§ Text segment:
#####
As her reputation in occupational health and safety grew, she began serving on government commissions. She served as a scientific and policy advisor for the National Institute for Occupational Safety and Health from 1972 to 1976, in the Department of Labor as an advisor on coke oven emissions and carcinogens (1973–75), in the National Academy of Sciences' Lead in Paint Commission (1974–75), in the Food and Drug Administration, and in the Environmental Protection Agency (1976–77).

President Jimmy Carter appointed her Director of OSHA, and she served through his administration, between 1977 and 1981. During her administration of OSHA notable regulatory activity included revised occupational lead exposure standard and promulgation of regulations on workers' "right to know" about workplace hazards. Her time as Director of OSHA was characterized by the removal of various regulations on miscellaneous items such as toilet seats and umbrellas. Instead, she strengthened safeguards on lead, benzene, cotton dust, and other chemical agents. She later served as Vice President and University Dean for Graduate Studies and Research at the University of Cincinnati (1982–1990), and as a distinguished professor of environmental health at the University of Cincinnati. After her time in the Carter administration, she continued working with state legislators, labor unions and consumer groups to implement safety regulations at the state and local levels, including consultation on the cleanup following the Exxon Valdez oil spill.
#####
§ Supplied records:

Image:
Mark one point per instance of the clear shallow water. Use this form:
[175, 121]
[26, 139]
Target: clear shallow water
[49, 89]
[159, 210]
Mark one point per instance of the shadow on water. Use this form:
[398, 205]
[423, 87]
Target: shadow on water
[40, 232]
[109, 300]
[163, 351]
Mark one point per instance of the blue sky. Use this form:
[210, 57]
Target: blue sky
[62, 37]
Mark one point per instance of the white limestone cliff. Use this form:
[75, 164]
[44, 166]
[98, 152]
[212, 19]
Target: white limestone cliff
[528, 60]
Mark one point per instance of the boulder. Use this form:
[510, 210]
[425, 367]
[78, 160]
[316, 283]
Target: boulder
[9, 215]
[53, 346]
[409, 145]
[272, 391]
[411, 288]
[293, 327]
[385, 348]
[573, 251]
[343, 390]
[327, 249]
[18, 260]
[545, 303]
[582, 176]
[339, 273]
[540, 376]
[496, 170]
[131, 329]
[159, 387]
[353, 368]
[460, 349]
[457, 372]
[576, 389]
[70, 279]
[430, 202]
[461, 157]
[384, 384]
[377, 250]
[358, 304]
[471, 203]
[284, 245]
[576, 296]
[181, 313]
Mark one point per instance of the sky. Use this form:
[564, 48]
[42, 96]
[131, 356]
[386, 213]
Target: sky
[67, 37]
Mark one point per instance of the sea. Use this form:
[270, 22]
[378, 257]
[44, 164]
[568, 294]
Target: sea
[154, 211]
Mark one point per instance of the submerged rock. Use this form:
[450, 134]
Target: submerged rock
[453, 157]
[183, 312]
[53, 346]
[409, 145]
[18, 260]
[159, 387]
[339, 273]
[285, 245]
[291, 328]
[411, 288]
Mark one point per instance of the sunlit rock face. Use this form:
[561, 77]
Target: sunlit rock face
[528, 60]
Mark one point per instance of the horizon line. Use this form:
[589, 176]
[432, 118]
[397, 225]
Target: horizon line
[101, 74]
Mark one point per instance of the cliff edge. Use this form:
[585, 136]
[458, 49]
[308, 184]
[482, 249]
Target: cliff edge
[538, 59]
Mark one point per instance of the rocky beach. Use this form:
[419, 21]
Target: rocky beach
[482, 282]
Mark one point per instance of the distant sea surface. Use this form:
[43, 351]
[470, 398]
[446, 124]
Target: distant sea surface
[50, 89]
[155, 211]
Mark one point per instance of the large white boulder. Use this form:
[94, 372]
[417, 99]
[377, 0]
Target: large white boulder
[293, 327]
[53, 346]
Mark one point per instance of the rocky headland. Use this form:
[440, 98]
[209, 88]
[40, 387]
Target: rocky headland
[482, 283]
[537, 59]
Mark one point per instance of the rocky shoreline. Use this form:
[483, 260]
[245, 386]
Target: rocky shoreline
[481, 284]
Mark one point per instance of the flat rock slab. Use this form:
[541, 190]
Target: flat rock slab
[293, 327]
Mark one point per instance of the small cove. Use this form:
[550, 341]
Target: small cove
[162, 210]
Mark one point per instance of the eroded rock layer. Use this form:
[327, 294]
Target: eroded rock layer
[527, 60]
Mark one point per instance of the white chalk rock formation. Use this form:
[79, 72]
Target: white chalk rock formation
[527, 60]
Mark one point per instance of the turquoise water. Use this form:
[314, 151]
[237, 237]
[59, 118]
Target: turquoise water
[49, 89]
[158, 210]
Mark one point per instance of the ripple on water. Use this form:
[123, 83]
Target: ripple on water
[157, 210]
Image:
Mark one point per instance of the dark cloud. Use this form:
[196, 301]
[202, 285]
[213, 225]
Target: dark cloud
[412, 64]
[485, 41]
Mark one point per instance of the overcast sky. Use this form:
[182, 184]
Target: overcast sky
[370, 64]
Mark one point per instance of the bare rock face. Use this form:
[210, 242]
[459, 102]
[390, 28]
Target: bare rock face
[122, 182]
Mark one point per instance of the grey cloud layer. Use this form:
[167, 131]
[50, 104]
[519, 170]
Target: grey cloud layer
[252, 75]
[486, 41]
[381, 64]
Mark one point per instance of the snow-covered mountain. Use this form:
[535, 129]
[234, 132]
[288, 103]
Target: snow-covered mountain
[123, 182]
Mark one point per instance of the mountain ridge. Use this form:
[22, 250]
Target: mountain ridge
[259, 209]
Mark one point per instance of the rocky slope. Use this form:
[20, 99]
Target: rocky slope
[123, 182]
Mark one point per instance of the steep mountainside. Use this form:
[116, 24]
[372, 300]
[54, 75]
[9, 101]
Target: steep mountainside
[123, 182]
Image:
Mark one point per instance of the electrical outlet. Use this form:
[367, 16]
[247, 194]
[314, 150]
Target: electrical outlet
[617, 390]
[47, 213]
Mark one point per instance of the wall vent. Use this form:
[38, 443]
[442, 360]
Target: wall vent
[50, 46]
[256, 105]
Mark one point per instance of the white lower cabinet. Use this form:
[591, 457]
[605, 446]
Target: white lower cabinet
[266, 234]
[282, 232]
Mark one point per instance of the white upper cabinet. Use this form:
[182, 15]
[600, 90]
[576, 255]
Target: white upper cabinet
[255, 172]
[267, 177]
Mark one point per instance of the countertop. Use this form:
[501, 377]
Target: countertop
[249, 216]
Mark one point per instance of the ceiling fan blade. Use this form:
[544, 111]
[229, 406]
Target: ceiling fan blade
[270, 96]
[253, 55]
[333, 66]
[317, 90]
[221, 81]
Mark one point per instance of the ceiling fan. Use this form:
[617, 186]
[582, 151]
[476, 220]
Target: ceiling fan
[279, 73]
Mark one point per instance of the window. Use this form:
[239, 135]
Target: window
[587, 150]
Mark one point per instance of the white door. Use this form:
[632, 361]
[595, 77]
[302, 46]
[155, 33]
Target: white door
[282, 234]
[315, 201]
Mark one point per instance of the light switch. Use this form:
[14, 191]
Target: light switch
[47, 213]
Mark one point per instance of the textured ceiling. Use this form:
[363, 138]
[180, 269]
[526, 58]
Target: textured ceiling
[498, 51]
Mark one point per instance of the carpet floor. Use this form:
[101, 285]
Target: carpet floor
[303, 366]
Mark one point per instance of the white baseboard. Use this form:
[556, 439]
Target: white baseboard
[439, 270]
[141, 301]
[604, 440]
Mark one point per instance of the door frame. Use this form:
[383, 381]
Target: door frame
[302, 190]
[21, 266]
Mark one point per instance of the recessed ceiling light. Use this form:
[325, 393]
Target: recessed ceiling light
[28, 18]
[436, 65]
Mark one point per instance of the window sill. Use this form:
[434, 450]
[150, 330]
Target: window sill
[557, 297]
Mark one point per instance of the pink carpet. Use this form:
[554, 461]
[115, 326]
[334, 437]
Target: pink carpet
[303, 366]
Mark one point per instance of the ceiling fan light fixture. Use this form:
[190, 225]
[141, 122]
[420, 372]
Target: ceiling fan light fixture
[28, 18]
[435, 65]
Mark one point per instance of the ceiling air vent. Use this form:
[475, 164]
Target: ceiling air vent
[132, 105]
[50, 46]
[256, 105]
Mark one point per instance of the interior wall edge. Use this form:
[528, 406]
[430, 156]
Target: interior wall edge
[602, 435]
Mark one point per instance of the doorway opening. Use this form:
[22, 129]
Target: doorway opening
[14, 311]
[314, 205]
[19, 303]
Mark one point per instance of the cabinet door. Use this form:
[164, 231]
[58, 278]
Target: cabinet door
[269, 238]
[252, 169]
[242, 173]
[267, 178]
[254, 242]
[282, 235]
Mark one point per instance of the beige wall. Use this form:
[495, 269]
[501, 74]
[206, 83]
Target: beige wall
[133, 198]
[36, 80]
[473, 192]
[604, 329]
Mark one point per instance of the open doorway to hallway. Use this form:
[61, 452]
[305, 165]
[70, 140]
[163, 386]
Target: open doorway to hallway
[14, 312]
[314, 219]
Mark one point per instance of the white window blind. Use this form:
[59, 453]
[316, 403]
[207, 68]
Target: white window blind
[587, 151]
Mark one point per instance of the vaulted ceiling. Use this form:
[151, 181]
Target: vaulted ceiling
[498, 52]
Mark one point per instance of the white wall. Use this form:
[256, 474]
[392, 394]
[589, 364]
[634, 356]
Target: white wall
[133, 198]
#####
§ Exercise instructions: Retype the stretch of the OSHA director passage from "As her reputation" through "Protection Agency (1976–77)." word for word.

§ Reply:
As her reputation in occupational health and safety grew, she began serving on government commissions. She served as a scientific and policy advisor for the National Institute for Occupational Safety and Health from 1972 to 1976, in the Department of Labor as an advisor on coke oven emissions and carcinogens (1973–75), in the National Academy of Sciences' Lead in Paint Commission (1974–75), in the Food and Drug Administration, and in the Environmental Protection Agency (1976–77).